◆ Goal ◆
Edit the rows starting at the line containing "object=stone block wall" and ending at the line containing "[0,552,449,599]": replace "inscribed stone pillar" with "engraved stone column" and leave everything else unchanged. Return only those lines.

--- start Data in this exercise ---

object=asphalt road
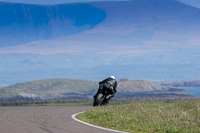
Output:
[0,106,113,133]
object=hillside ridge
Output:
[0,78,197,101]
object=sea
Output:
[184,88,200,98]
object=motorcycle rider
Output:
[94,76,117,105]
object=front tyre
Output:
[93,93,105,106]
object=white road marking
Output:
[71,111,128,133]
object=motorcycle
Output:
[93,87,108,106]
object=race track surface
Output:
[0,106,115,133]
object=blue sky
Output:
[0,0,127,5]
[177,0,200,8]
[0,0,200,8]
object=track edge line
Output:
[71,111,128,133]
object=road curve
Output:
[0,106,117,133]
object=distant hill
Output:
[0,79,195,101]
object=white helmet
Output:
[109,76,115,79]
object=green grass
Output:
[78,100,200,133]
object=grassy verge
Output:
[78,100,200,133]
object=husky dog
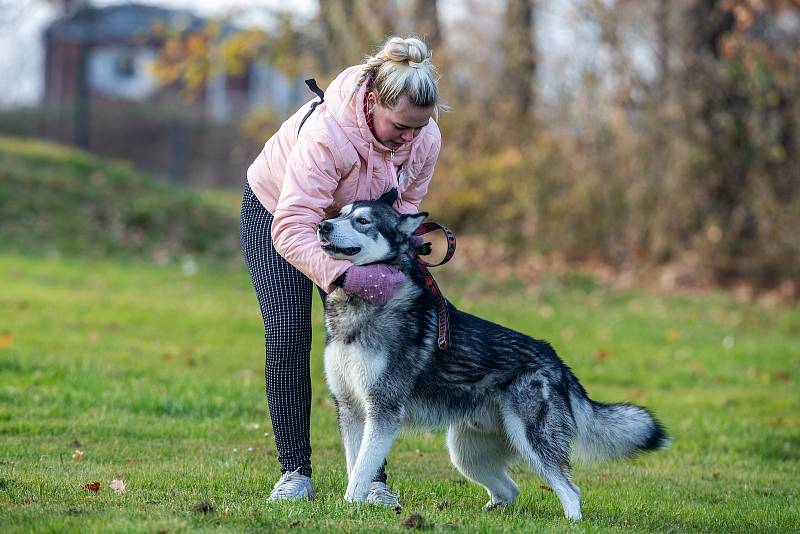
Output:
[317,194,668,521]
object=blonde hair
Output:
[350,37,448,119]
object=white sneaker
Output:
[267,469,316,502]
[367,482,401,509]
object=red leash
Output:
[414,222,456,350]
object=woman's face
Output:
[367,91,434,150]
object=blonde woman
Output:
[241,37,443,507]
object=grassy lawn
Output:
[0,254,800,533]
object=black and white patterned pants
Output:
[240,183,386,482]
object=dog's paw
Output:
[483,499,508,510]
[344,486,368,502]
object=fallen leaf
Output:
[400,512,433,530]
[108,476,126,495]
[190,501,214,514]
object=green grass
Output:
[0,253,800,533]
[0,137,241,263]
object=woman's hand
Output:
[342,263,406,304]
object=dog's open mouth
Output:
[319,239,361,256]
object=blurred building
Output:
[44,1,308,121]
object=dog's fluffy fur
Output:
[318,198,668,520]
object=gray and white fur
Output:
[318,195,668,520]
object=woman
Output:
[241,37,443,507]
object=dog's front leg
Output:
[336,401,364,479]
[344,413,400,502]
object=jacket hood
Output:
[325,65,419,163]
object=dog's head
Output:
[317,191,428,265]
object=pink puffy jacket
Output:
[247,65,441,298]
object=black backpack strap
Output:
[297,78,325,137]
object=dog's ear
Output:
[398,211,428,238]
[378,187,397,206]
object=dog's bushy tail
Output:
[569,376,669,462]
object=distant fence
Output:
[0,101,264,186]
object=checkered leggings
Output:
[240,184,386,482]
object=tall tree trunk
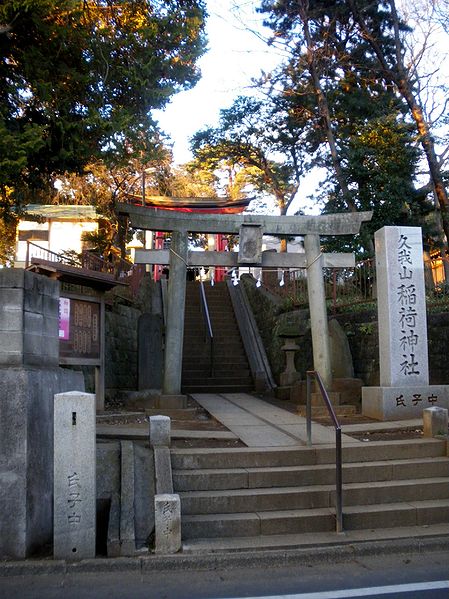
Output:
[349,0,449,253]
[299,0,357,212]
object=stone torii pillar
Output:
[304,235,332,389]
[162,231,188,395]
[117,204,371,395]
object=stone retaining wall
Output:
[244,278,449,386]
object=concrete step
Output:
[182,356,246,368]
[183,361,251,377]
[173,457,449,492]
[182,523,449,555]
[171,438,446,470]
[182,378,253,387]
[182,384,254,394]
[182,499,449,539]
[179,477,449,514]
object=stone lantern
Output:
[278,323,305,387]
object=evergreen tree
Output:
[0,0,205,255]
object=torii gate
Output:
[116,204,372,395]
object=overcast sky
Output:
[154,0,278,163]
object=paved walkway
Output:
[192,393,359,447]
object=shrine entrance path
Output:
[191,393,360,447]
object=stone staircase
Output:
[182,282,254,394]
[171,439,449,550]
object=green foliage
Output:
[192,96,305,214]
[0,0,205,216]
[260,0,436,256]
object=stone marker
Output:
[0,268,84,559]
[120,441,136,555]
[423,406,448,437]
[150,416,170,447]
[154,495,181,553]
[53,391,96,559]
[362,227,449,420]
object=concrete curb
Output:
[0,535,449,577]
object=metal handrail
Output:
[200,281,214,376]
[306,370,343,532]
[25,241,82,268]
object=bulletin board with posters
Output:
[59,290,105,411]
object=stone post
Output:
[163,231,188,395]
[53,391,96,559]
[0,268,84,559]
[150,416,171,447]
[154,495,181,553]
[304,235,332,390]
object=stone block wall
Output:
[0,268,84,558]
[105,276,155,399]
[0,268,59,368]
[105,303,142,397]
[244,277,449,386]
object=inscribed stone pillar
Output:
[304,235,332,390]
[53,391,96,559]
[0,268,84,559]
[137,314,163,391]
[154,495,181,554]
[362,227,449,420]
[163,231,188,395]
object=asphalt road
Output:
[0,552,449,599]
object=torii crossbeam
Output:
[116,204,372,395]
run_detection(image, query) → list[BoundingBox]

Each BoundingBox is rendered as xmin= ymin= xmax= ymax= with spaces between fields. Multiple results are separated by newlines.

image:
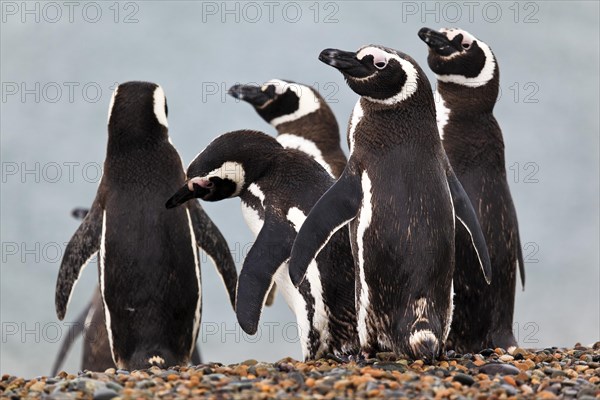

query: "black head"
xmin=228 ymin=79 xmax=321 ymax=127
xmin=166 ymin=130 xmax=283 ymax=208
xmin=419 ymin=28 xmax=497 ymax=87
xmin=108 ymin=81 xmax=168 ymax=141
xmin=319 ymin=45 xmax=425 ymax=104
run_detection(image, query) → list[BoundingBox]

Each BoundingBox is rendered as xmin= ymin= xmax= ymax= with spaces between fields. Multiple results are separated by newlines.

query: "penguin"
xmin=289 ymin=45 xmax=491 ymax=362
xmin=55 ymin=81 xmax=237 ymax=369
xmin=166 ymin=130 xmax=358 ymax=360
xmin=228 ymin=79 xmax=346 ymax=305
xmin=50 ymin=207 xmax=202 ymax=376
xmin=418 ymin=28 xmax=525 ymax=353
xmin=228 ymin=79 xmax=346 ymax=179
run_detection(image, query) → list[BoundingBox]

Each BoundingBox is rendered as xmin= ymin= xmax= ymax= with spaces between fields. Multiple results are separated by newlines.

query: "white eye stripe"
xmin=154 ymin=86 xmax=169 ymax=128
xmin=108 ymin=86 xmax=119 ymax=123
xmin=437 ymin=29 xmax=496 ymax=87
xmin=363 ymin=54 xmax=419 ymax=105
xmin=194 ymin=161 xmax=246 ymax=197
xmin=440 ymin=28 xmax=477 ymax=44
xmin=263 ymin=79 xmax=321 ymax=127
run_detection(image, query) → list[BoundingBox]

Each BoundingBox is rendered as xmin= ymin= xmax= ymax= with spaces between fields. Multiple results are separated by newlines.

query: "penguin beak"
xmin=165 ymin=177 xmax=214 ymax=208
xmin=227 ymin=85 xmax=273 ymax=107
xmin=319 ymin=49 xmax=373 ymax=78
xmin=418 ymin=28 xmax=460 ymax=56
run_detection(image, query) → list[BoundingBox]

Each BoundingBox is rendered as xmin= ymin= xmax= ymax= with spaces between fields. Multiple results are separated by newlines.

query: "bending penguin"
xmin=51 ymin=211 xmax=202 ymax=376
xmin=419 ymin=28 xmax=525 ymax=353
xmin=229 ymin=79 xmax=346 ymax=179
xmin=166 ymin=131 xmax=358 ymax=359
xmin=289 ymin=45 xmax=491 ymax=362
xmin=228 ymin=79 xmax=346 ymax=305
xmin=55 ymin=82 xmax=237 ymax=369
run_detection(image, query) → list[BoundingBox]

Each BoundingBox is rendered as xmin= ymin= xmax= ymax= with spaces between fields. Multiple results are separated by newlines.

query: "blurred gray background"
xmin=0 ymin=1 xmax=600 ymax=377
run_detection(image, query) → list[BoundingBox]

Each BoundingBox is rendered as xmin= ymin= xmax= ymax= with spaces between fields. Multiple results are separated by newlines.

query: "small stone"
xmin=375 ymin=352 xmax=398 ymax=361
xmin=502 ymin=375 xmax=517 ymax=387
xmin=333 ymin=379 xmax=351 ymax=390
xmin=479 ymin=363 xmax=519 ymax=375
xmin=29 ymin=382 xmax=46 ymax=392
xmin=535 ymin=390 xmax=557 ymax=399
xmin=479 ymin=349 xmax=494 ymax=357
xmin=373 ymin=361 xmax=406 ymax=372
xmin=452 ymin=373 xmax=475 ymax=386
xmin=94 ymin=388 xmax=119 ymax=400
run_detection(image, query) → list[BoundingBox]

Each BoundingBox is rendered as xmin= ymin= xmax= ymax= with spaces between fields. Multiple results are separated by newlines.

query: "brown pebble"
xmin=29 ymin=382 xmax=46 ymax=392
xmin=167 ymin=374 xmax=179 ymax=382
xmin=502 ymin=375 xmax=517 ymax=387
xmin=535 ymin=390 xmax=557 ymax=399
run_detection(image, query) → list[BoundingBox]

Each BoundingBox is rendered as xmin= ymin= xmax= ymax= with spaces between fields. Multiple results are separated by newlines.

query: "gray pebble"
xmin=479 ymin=363 xmax=519 ymax=375
xmin=452 ymin=373 xmax=475 ymax=386
xmin=500 ymin=383 xmax=517 ymax=396
xmin=94 ymin=388 xmax=119 ymax=400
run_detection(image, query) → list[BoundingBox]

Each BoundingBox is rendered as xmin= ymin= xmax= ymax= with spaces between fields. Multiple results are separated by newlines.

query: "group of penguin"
xmin=54 ymin=28 xmax=524 ymax=370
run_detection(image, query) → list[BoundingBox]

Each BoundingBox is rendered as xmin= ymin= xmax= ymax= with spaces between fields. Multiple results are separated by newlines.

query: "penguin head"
xmin=228 ymin=79 xmax=322 ymax=127
xmin=108 ymin=81 xmax=168 ymax=141
xmin=319 ymin=45 xmax=426 ymax=105
xmin=419 ymin=28 xmax=496 ymax=87
xmin=166 ymin=130 xmax=283 ymax=208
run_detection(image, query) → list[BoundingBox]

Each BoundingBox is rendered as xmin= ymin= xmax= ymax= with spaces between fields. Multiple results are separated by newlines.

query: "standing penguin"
xmin=228 ymin=79 xmax=346 ymax=305
xmin=289 ymin=45 xmax=490 ymax=362
xmin=229 ymin=79 xmax=346 ymax=179
xmin=419 ymin=28 xmax=525 ymax=352
xmin=55 ymin=82 xmax=237 ymax=369
xmin=50 ymin=207 xmax=202 ymax=376
xmin=167 ymin=131 xmax=358 ymax=359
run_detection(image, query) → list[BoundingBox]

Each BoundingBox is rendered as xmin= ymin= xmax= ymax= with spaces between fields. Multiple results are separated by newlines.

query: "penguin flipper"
xmin=188 ymin=200 xmax=238 ymax=309
xmin=236 ymin=211 xmax=296 ymax=335
xmin=71 ymin=207 xmax=90 ymax=220
xmin=447 ymin=169 xmax=492 ymax=284
xmin=192 ymin=343 xmax=202 ymax=365
xmin=516 ymin=227 xmax=525 ymax=290
xmin=54 ymin=201 xmax=103 ymax=321
xmin=289 ymin=169 xmax=362 ymax=287
xmin=50 ymin=301 xmax=92 ymax=376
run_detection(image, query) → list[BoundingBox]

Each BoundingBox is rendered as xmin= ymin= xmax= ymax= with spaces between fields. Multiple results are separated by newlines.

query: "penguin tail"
xmin=408 ymin=329 xmax=440 ymax=363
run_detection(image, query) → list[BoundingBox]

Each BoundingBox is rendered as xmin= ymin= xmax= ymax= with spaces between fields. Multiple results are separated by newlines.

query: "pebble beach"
xmin=0 ymin=342 xmax=600 ymax=400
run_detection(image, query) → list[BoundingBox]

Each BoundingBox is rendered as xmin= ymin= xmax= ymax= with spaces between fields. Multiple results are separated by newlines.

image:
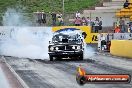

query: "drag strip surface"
xmin=5 ymin=55 xmax=132 ymax=88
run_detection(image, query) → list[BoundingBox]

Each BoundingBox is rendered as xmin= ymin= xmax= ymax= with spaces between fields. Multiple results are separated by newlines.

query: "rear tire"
xmin=49 ymin=56 xmax=53 ymax=61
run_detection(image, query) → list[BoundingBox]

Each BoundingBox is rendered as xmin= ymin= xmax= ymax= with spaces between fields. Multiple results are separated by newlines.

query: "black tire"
xmin=79 ymin=54 xmax=83 ymax=60
xmin=49 ymin=56 xmax=53 ymax=61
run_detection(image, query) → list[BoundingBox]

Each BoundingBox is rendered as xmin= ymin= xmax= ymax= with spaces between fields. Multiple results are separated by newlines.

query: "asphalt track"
xmin=5 ymin=55 xmax=132 ymax=88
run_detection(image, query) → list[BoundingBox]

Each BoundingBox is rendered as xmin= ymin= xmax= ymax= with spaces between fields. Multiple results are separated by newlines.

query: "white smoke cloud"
xmin=0 ymin=9 xmax=52 ymax=59
xmin=0 ymin=9 xmax=94 ymax=59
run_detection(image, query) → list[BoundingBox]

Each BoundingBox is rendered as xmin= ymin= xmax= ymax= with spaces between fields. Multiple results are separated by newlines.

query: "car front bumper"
xmin=49 ymin=51 xmax=83 ymax=57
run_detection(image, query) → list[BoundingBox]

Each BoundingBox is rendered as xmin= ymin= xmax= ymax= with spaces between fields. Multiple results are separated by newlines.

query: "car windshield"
xmin=52 ymin=33 xmax=83 ymax=43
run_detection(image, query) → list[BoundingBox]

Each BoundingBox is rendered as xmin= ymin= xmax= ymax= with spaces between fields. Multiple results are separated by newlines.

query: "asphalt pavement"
xmin=5 ymin=54 xmax=132 ymax=88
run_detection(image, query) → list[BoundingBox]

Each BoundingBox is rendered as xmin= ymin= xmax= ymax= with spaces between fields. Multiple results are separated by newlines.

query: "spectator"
xmin=74 ymin=17 xmax=82 ymax=26
xmin=76 ymin=11 xmax=81 ymax=17
xmin=86 ymin=17 xmax=91 ymax=26
xmin=51 ymin=12 xmax=56 ymax=26
xmin=94 ymin=17 xmax=100 ymax=33
xmin=82 ymin=17 xmax=87 ymax=26
xmin=99 ymin=17 xmax=102 ymax=30
xmin=41 ymin=9 xmax=46 ymax=24
xmin=100 ymin=34 xmax=107 ymax=50
xmin=35 ymin=10 xmax=42 ymax=25
xmin=123 ymin=0 xmax=130 ymax=8
xmin=114 ymin=26 xmax=121 ymax=33
xmin=57 ymin=13 xmax=64 ymax=26
xmin=119 ymin=18 xmax=125 ymax=33
xmin=129 ymin=25 xmax=132 ymax=33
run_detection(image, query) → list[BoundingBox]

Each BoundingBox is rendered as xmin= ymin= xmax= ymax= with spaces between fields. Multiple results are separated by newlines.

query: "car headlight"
xmin=77 ymin=46 xmax=81 ymax=49
xmin=50 ymin=46 xmax=54 ymax=51
xmin=72 ymin=46 xmax=76 ymax=49
xmin=55 ymin=47 xmax=59 ymax=50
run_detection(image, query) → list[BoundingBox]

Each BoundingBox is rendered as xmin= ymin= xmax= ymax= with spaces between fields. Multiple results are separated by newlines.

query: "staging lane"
xmin=5 ymin=55 xmax=132 ymax=88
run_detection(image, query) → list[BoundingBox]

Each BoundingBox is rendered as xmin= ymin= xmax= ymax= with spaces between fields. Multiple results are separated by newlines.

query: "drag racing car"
xmin=48 ymin=32 xmax=84 ymax=61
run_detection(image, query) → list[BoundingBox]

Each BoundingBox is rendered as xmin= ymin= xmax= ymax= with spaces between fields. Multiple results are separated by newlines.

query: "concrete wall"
xmin=110 ymin=40 xmax=132 ymax=58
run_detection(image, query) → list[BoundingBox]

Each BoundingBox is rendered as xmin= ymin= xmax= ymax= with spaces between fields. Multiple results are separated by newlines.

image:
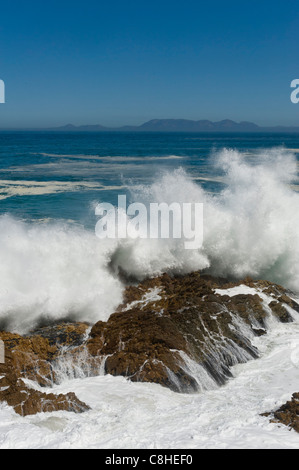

--- end Data in this exercise ---

◆ In response ◆
object=stone block wall
Output:
[0,268,84,558]
[105,276,155,399]
[0,268,59,368]
[105,303,142,397]
[244,277,449,386]
object=engraved stone column
Output:
[304,235,332,390]
[53,391,96,559]
[0,268,84,559]
[137,314,163,391]
[154,495,181,554]
[362,227,449,420]
[163,231,188,395]
object=asphalt road
Output:
[0,552,449,599]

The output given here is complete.